═══ Source records ═══

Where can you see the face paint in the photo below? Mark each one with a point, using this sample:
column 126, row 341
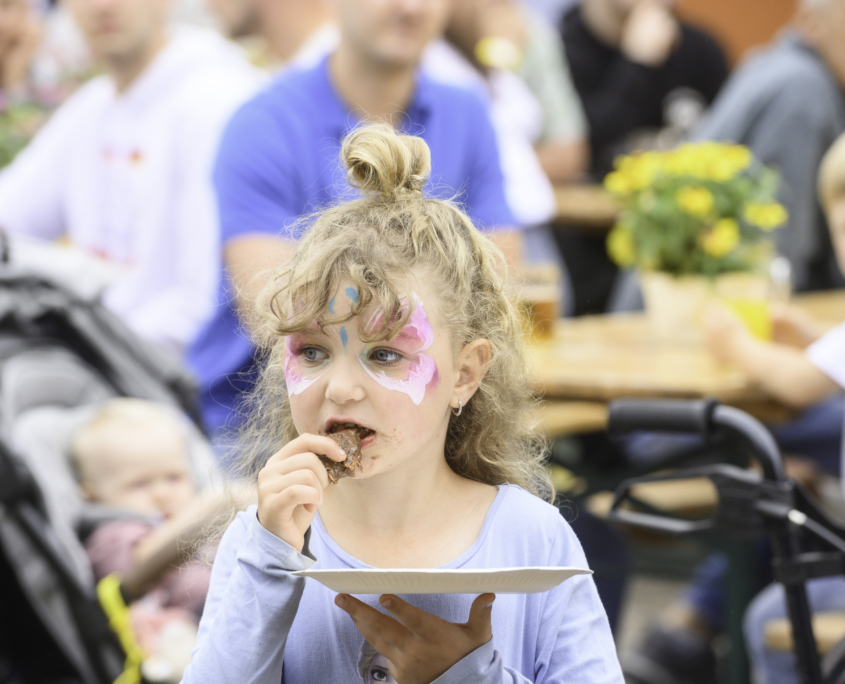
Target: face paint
column 413, row 374
column 301, row 373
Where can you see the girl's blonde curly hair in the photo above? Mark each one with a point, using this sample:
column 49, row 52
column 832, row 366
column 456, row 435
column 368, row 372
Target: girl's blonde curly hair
column 374, row 242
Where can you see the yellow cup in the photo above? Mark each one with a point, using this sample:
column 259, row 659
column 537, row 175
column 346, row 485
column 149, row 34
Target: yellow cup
column 754, row 314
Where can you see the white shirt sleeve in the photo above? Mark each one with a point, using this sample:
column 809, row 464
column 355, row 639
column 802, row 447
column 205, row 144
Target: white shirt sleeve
column 176, row 314
column 828, row 354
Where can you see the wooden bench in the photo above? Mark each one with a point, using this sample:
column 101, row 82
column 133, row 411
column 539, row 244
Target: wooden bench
column 585, row 206
column 562, row 418
column 828, row 628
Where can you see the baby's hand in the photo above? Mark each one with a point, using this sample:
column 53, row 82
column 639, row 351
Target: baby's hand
column 291, row 484
column 420, row 646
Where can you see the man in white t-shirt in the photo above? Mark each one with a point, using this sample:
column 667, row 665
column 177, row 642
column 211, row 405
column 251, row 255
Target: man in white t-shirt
column 123, row 168
column 805, row 367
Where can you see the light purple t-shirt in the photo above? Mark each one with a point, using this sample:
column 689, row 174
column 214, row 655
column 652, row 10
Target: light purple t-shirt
column 258, row 615
column 828, row 355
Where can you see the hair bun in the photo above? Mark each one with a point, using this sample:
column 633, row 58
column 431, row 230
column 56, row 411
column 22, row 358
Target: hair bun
column 381, row 161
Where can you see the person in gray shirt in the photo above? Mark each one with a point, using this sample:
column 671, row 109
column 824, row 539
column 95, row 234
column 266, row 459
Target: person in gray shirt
column 787, row 103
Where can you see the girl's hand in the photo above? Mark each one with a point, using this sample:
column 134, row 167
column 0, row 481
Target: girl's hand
column 420, row 646
column 291, row 484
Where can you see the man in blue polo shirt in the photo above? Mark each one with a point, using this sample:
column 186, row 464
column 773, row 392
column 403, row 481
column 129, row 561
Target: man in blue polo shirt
column 279, row 160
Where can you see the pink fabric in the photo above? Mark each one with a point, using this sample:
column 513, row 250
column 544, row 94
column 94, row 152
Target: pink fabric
column 111, row 548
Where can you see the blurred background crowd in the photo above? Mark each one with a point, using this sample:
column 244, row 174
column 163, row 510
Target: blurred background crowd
column 158, row 156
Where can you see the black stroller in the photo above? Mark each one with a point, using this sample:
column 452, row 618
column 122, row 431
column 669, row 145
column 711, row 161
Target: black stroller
column 806, row 542
column 60, row 353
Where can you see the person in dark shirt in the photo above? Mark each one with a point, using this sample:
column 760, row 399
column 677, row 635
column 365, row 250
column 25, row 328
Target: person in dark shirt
column 628, row 57
column 630, row 60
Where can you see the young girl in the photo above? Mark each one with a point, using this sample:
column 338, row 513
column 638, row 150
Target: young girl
column 392, row 317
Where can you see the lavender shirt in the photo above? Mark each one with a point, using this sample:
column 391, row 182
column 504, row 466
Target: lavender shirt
column 262, row 626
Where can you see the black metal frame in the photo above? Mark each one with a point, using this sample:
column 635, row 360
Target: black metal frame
column 749, row 505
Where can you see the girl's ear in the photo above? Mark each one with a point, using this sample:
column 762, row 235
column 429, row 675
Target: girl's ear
column 472, row 365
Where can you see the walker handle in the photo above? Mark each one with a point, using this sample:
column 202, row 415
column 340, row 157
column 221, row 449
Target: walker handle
column 662, row 415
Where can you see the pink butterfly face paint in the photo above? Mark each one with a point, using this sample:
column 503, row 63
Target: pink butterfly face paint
column 304, row 364
column 404, row 367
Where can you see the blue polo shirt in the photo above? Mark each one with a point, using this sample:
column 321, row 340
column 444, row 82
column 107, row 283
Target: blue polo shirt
column 279, row 159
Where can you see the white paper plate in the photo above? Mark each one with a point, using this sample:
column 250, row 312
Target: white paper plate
column 497, row 581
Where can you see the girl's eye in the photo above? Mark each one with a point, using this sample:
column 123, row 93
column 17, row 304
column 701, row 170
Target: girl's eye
column 313, row 354
column 386, row 357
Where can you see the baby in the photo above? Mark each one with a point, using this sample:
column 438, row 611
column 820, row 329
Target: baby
column 133, row 455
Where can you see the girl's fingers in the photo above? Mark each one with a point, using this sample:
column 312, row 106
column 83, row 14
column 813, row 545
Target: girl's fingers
column 414, row 619
column 480, row 623
column 382, row 632
column 273, row 483
column 299, row 462
column 293, row 496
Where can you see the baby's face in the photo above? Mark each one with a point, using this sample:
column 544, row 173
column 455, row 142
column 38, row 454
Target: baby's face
column 144, row 471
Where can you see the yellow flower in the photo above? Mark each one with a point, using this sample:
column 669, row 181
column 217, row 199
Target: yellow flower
column 695, row 200
column 621, row 247
column 766, row 216
column 721, row 238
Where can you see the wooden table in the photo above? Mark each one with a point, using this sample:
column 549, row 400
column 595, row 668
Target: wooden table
column 587, row 206
column 601, row 358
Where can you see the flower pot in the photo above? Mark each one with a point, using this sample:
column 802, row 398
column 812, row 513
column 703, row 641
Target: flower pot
column 675, row 305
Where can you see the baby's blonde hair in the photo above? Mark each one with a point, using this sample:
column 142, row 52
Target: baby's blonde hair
column 375, row 242
column 119, row 413
column 831, row 181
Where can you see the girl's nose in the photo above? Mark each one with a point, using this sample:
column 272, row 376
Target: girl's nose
column 344, row 382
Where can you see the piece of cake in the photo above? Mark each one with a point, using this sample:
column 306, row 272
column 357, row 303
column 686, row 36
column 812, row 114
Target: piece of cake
column 349, row 439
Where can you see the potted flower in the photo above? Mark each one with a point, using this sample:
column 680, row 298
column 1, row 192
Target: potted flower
column 694, row 222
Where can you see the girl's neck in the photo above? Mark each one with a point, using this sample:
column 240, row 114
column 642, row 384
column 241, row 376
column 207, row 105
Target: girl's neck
column 423, row 515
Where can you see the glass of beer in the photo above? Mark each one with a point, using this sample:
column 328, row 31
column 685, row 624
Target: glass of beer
column 538, row 291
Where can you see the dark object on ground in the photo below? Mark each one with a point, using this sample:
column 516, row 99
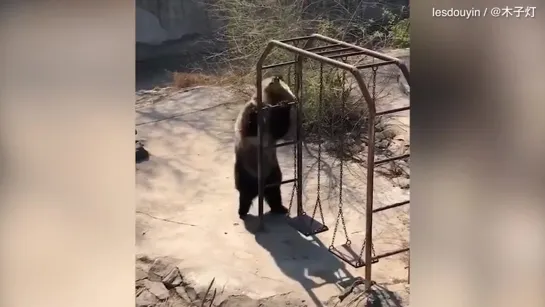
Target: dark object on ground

═══

■ Exercise instructions
Put every line above into a Markdown table with the columns Number and Line, numbering each row and skipping blank lines. Leave the pictures out.

■ Task output
| Number | Line |
|---|---|
| 1 | Where can you see the face paint in the photo below? Mark each one with a point, using this sample: |
| 2 | column 126, row 341 |
| 3 | Target: face paint |
| 4 | column 413, row 374 |
| 5 | column 301, row 373 |
| 6 | Where can you see the girl's blonde curly hair in the photo above? Mark each one with a point, using this sample: |
| 7 | column 49, row 52 |
| 8 | column 832, row 366 |
| 9 | column 456, row 435 |
| 10 | column 368, row 372 |
| 11 | Target: girl's blonde curly hair |
| 12 | column 374, row 242 |
| 13 | Where can you see the yellow cup in the photo above? Mark each one with a point, using this sample: |
| 14 | column 259, row 659 |
| 15 | column 537, row 175 |
| 16 | column 346, row 485 |
| 17 | column 149, row 34 |
| 18 | Target: yellow cup |
| 19 | column 754, row 314 |
| 20 | Where can you see the white shirt sleeve in the photo above? Mark each one with a point, using this sample: |
| 21 | column 809, row 464 |
| 22 | column 355, row 639 |
| 23 | column 802, row 447 |
| 24 | column 205, row 144 |
| 25 | Target: white shirt sleeve |
| 26 | column 176, row 314 |
| 27 | column 828, row 354 |
| 28 | Where can you see the wooden bench in the photo above? Mark each one with a point, using this sample: |
| 29 | column 101, row 82 |
| 30 | column 133, row 411 |
| 31 | column 539, row 244 |
| 32 | Target: wooden bench |
| 33 | column 585, row 206 |
| 34 | column 562, row 418 |
| 35 | column 828, row 628 |
| 36 | Where can you see the baby's hand in the photo above? Mark each one with a point, using this sample: |
| 37 | column 53, row 82 |
| 38 | column 639, row 351 |
| 39 | Target: baby's hand |
| 40 | column 291, row 484 |
| 41 | column 420, row 646 |
| 42 | Where can you see the man in white t-shirt in the photo above? Mark each one with a point, using this sample: |
| 43 | column 667, row 665 |
| 44 | column 177, row 642 |
| 45 | column 211, row 405 |
| 46 | column 251, row 255 |
| 47 | Target: man in white t-shirt |
| 48 | column 123, row 168 |
| 49 | column 805, row 367 |
| 50 | Where can you see the light purple t-shirt in the photo above? Mark each one with a point, using this sample: |
| 51 | column 689, row 174 |
| 52 | column 214, row 655 |
| 53 | column 652, row 10 |
| 54 | Target: light purple t-shirt |
| 55 | column 258, row 615 |
| 56 | column 828, row 355 |
| 57 | Where can you see the hair bun in the photo above? Mark each one with a point, using this sample: |
| 58 | column 633, row 58 |
| 59 | column 431, row 230 |
| 60 | column 56, row 411 |
| 61 | column 22, row 358 |
| 62 | Target: hair bun |
| 63 | column 381, row 161 |
| 64 | Where can you see the person in gray shirt in the photo above? Mark each one with a point, using this sample: |
| 65 | column 671, row 109 |
| 66 | column 824, row 539 |
| 67 | column 95, row 234 |
| 68 | column 266, row 459 |
| 69 | Target: person in gray shirt |
| 70 | column 787, row 103 |
| 71 | Where can you see the girl's hand in the photo above? Mark each one with a point, using this sample: |
| 72 | column 134, row 167 |
| 73 | column 0, row 481 |
| 74 | Target: girl's hand |
| 75 | column 420, row 646 |
| 76 | column 291, row 484 |
| 77 | Where can you see the man in blue polo shirt in the photo above? Mark each one with a point, using this sample: |
| 78 | column 186, row 464 |
| 79 | column 773, row 392 |
| 80 | column 403, row 481 |
| 81 | column 129, row 561 |
| 82 | Target: man in blue polo shirt |
| 83 | column 279, row 160 |
| 84 | Where can you see the pink fabric in the photo above? Mark each one with a point, using this sample: |
| 85 | column 513, row 250 |
| 86 | column 544, row 94 |
| 87 | column 94, row 152 |
| 88 | Target: pink fabric |
| 89 | column 111, row 548 |
| 90 | Where can you see the blurred background crowd in the photo above? Mark each one with a point, using this sample: |
| 91 | column 244, row 174 |
| 92 | column 163, row 510 |
| 93 | Target: blurred background crowd |
| 94 | column 158, row 156 |
| 95 | Where can you see the black stroller in the photo above? Mark each one with a point, using this sample: |
| 96 | column 452, row 618 |
| 97 | column 122, row 431 |
| 98 | column 669, row 145 |
| 99 | column 711, row 161 |
| 100 | Target: black stroller |
| 101 | column 806, row 542 |
| 102 | column 60, row 353 |
| 103 | Where can you see the person in dark shirt in the photo above? Mark each one with a point, using this sample: |
| 104 | column 760, row 399 |
| 105 | column 677, row 635 |
| 106 | column 365, row 250 |
| 107 | column 25, row 328 |
| 108 | Target: person in dark shirt |
| 109 | column 628, row 57 |
| 110 | column 630, row 60 |
| 111 | Where can you see the young girl in the photo above? Mark each one with a point, using this sample: |
| 112 | column 338, row 513 |
| 113 | column 638, row 150 |
| 114 | Target: young girl |
| 115 | column 392, row 317 |
| 116 | Where can you see the lavender shirt in the photo above? Mark each one with a point, using this sample: |
| 117 | column 391, row 182 |
| 118 | column 504, row 466 |
| 119 | Target: lavender shirt |
| 120 | column 262, row 626 |
| 121 | Where can you see the black metal frame in the photo above? Mark each one with a point, using this sample: |
| 122 | column 635, row 360 |
| 123 | Target: black metal frame |
| 124 | column 749, row 505 |
| 125 | Where can you see the girl's ear in the photo above? Mark each one with a point, using this sample: |
| 126 | column 762, row 235 |
| 127 | column 429, row 675 |
| 128 | Target: girl's ear |
| 129 | column 472, row 365 |
| 130 | Where can you see the walker handle in the photo above? Mark each one with a point, using this sample: |
| 131 | column 202, row 415 |
| 132 | column 340, row 157 |
| 133 | column 221, row 449 |
| 134 | Target: walker handle |
| 135 | column 662, row 415 |
| 136 | Where can you see the pink butterfly face paint in the photo above? Mark each one with a point, using this sample: |
| 137 | column 503, row 63 |
| 138 | Target: pink butterfly face paint |
| 139 | column 304, row 364 |
| 140 | column 404, row 367 |
| 141 | Where can you see the blue polo shirt in the photo above? Mark each one with a point, using this sample: |
| 142 | column 321, row 340 |
| 143 | column 444, row 82 |
| 144 | column 107, row 283 |
| 145 | Target: blue polo shirt |
| 146 | column 279, row 159 |
| 147 | Where can you see the white paper plate in the photo above? Mark each one with a point, using this sample: |
| 148 | column 250, row 312 |
| 149 | Target: white paper plate |
| 150 | column 497, row 581 |
| 151 | Where can you see the girl's eye in the photo above? Mark each one with a point, using this sample: |
| 152 | column 123, row 93 |
| 153 | column 17, row 304 |
| 154 | column 701, row 170 |
| 155 | Target: girl's eye |
| 156 | column 313, row 354 |
| 157 | column 386, row 357 |
| 158 | Where can you see the baby in the photo above? Mark each one with a point, using this sample: |
| 159 | column 438, row 611 |
| 160 | column 820, row 329 |
| 161 | Target: baby |
| 162 | column 133, row 455 |
| 163 | Where can you see the girl's fingers in the photo above? Mark each one with a point, using this sample: |
| 164 | column 312, row 106 |
| 165 | column 83, row 14 |
| 166 | column 813, row 545 |
| 167 | Target: girl's fingers |
| 168 | column 414, row 619 |
| 169 | column 480, row 623 |
| 170 | column 382, row 632 |
| 171 | column 273, row 483 |
| 172 | column 299, row 462 |
| 173 | column 293, row 496 |
| 174 | Where can you see the baby's face in the photo above? Mark each one with a point, using this sample: |
| 175 | column 544, row 173 |
| 176 | column 455, row 142 |
| 177 | column 38, row 454 |
| 178 | Target: baby's face |
| 179 | column 144, row 471 |
| 180 | Where can you see the yellow flower in the photo above? Mark each one with a point, using this sample: |
| 181 | column 669, row 181 |
| 182 | column 217, row 199 |
| 183 | Target: yellow flower |
| 184 | column 695, row 200 |
| 185 | column 621, row 247 |
| 186 | column 766, row 216 |
| 187 | column 721, row 238 |
| 188 | Where can you see the wooden table in the photo above? Mark each one with a point, using this sample: |
| 189 | column 549, row 400 |
| 190 | column 595, row 668 |
| 191 | Target: wooden table |
| 192 | column 587, row 206 |
| 193 | column 601, row 358 |
| 194 | Where can you see the flower pot in the photo above? Mark each one with a point, using this sample: |
| 195 | column 802, row 398 |
| 196 | column 812, row 513 |
| 197 | column 703, row 641 |
| 198 | Target: flower pot |
| 199 | column 675, row 305 |
| 200 | Where can you see the baby's blonde hair in the photo above? Mark each one with a point, using this sample: |
| 201 | column 142, row 52 |
| 202 | Target: baby's blonde hair |
| 203 | column 375, row 242 |
| 204 | column 119, row 413 |
| 205 | column 831, row 181 |
| 206 | Where can you see the girl's nose in the photo above? Mark each one with a point, using this sample: |
| 207 | column 272, row 376 |
| 208 | Target: girl's nose |
| 209 | column 344, row 382 |
| 210 | Where can you see the piece of cake in the photo above? Mark each one with a point, using this sample: |
| 211 | column 306, row 272 |
| 212 | column 357, row 303 |
| 213 | column 686, row 36 |
| 214 | column 812, row 114 |
| 215 | Target: piece of cake |
| 216 | column 349, row 439 |
| 217 | Where can you see the potted flower in the photo above? Mark each one with a point, using this sample: |
| 218 | column 680, row 298 |
| 219 | column 1, row 192 |
| 220 | Target: potted flower |
| 221 | column 694, row 222 |
| 222 | Where can you see the girl's neck in the photo above? Mark each one with a point, using this sample: |
| 223 | column 240, row 114 |
| 224 | column 642, row 384 |
| 225 | column 241, row 376 |
| 226 | column 207, row 105 |
| 227 | Target: girl's neck |
| 228 | column 423, row 515 |
| 229 | Where can you see the glass of beer in the photo above? Mark each one with a point, using this sample: |
| 230 | column 328, row 31 |
| 231 | column 685, row 624 |
| 232 | Target: glass of beer |
| 233 | column 538, row 291 |
| 234 | Where can you see the dark object on ground in the photo below? Mark each one with a point, using this sample: |
| 235 | column 516, row 99 |
| 236 | Target: dark object on ground |